### DATA SHOWN
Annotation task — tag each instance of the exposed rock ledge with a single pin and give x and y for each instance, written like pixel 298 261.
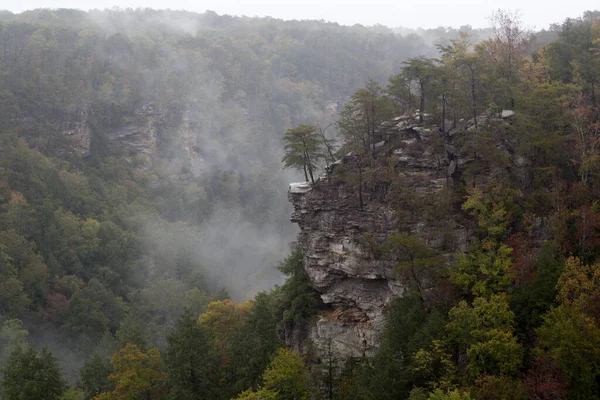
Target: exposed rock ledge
pixel 356 287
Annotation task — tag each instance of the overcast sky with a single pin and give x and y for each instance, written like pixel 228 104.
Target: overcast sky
pixel 536 14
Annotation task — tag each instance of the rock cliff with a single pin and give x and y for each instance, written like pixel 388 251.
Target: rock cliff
pixel 336 231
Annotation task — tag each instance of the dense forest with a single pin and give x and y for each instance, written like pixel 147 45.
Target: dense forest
pixel 142 204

### TASK GOAL
Give the lines of the data above as a numbered list, starting at the line that contains "Annotation task — tag each instance of the dense" and ending at the final line of the data, both included, and leave out any blank lines.

### WRITTEN RESPONSE
1. Annotation task — tag each instance of the dense forest with a single pin and give x and y for each instance, written like pixel 147 45.
2. Target: dense forest
3. pixel 142 204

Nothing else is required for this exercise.